**GIVEN TEXT:**
I thought that with all of these losses, I knew what the grief process was all about.  I had experienced it many times.  I understood the grief stages.  More importantly I knew I would survive.  I thought, “I know how to do this”.  Then a few months ago, my three year old grandson was killed in an accident.  I now know grief in a totally unique way.

This journey I now understand is not only individual to the person, it is individual to what has been lost.  The loss of someone so young rips apart your heart.  Then experiencing the loss through your own child, as you witness his struggle to find his way through the grief process, turns your heart to ashes.

“You will lose someone you can’t live without and your heart will be badly broken, and the bad news is that you never completely get over the loss of your beloved. But this is also the good news. They live forever in your broken heart that doesn’t seal back up. And you come through. It’s like having a broken leg that never heals perfectly – that still hurts when the weather gets cold, but you learn to dance with a limp.” – Anne Lamott

The truth is that grief for every person is a solitary journey.  I can’t know how great my son’s pain is.  I can’t understand the anger and depression that he is currently working through.  I have no real idea of how to help.  I struggle for the right words to say, and even if I feel I have found them, I struggle to know the timing of when to say them.

I also know from my own history of grief that just showing up and giving a hug can get someone through one more day of loss.  What tends to happen with loss, is that at first everyone is there to support you.  But time moves on for all of those dear friends and family members.  They have  processed the loss.  They have moved on with living life, because that is what life does, it goes on.

When you have a loss that happens too soon, that feels too much to bear, your time line moves much slower.  So it becomes a solitary journey. No one but you knows how great the hurt is. No one but you can know the gaping hole left in your life, especially when that someone is your little boy. And no one but you can mourn the silence, that was once filled with laughter as he ran around your house chasing the dog. It is the nature of love and of death to touch every person in a totally unique way.

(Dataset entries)
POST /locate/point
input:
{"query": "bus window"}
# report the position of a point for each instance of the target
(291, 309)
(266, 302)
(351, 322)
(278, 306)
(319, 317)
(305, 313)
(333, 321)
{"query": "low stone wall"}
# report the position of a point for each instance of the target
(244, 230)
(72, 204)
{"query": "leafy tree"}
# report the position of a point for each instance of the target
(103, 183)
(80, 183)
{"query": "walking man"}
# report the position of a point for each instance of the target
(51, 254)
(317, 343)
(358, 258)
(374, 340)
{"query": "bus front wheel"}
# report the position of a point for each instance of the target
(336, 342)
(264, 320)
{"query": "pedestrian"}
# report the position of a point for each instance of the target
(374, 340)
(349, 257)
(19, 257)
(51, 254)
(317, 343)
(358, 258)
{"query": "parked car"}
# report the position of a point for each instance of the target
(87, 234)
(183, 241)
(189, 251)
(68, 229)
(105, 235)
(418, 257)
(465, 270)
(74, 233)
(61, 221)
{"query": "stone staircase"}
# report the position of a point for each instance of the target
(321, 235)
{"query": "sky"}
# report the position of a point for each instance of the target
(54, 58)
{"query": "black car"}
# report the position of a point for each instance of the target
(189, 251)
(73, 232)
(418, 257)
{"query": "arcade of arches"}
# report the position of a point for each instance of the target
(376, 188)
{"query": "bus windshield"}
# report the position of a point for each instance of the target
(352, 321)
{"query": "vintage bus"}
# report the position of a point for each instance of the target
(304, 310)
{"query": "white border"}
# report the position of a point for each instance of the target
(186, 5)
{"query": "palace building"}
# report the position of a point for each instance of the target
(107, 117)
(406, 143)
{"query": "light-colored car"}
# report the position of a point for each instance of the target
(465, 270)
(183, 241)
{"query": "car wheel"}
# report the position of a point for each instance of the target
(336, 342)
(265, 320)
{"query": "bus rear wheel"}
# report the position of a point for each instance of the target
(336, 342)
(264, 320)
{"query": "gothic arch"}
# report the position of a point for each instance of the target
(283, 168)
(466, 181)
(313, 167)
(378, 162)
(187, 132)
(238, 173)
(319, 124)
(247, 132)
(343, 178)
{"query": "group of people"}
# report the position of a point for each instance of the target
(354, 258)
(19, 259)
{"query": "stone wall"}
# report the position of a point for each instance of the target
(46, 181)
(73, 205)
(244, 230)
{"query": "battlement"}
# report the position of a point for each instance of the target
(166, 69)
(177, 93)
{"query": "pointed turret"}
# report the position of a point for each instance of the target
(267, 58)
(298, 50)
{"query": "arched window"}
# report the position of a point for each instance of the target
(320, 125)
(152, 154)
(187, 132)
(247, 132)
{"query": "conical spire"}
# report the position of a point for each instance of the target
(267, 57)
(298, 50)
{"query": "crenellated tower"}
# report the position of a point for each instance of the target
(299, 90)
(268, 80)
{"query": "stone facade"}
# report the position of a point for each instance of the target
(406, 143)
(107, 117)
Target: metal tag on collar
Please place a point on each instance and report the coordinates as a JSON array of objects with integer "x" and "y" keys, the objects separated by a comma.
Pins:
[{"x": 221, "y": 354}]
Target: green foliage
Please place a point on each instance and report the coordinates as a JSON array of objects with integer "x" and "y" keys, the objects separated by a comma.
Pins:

**QUESTIONS ON THE MATERIAL:**
A. Translate this sentence from the grief essay into Spanish: "The truth is that grief for every person is a solitary journey."
B. Output the stretch of the grief essay from "I also know" through "person in a totally unique way.".
Rely on the grief essay alone, not on the entries or any outside knowledge.

**PER-TASK ANSWERS:**
A. La verdad es que el duelo, para cada persona, es un viaje solitario.

B.
I also know from my own history of grief that just showing up and giving a hug can get someone through one more day of loss.  What tends to happen with loss, is that at first everyone is there to support you.  But time moves on for all of those dear friends and family members.  They have  processed the loss.  They have moved on with living life, because that is what life does, it goes on.

When you have a loss that happens too soon, that feels too much to bear, your time line moves much slower.  So it becomes a solitary journey. No one but you knows how great the hurt is. No one but you can know the gaping hole left in your life, especially when that someone is your little boy. And no one but you can mourn the silence, that was once filled with laughter as he ran around your house chasing the dog. It is the nature of love and of death to touch every person in a totally unique way.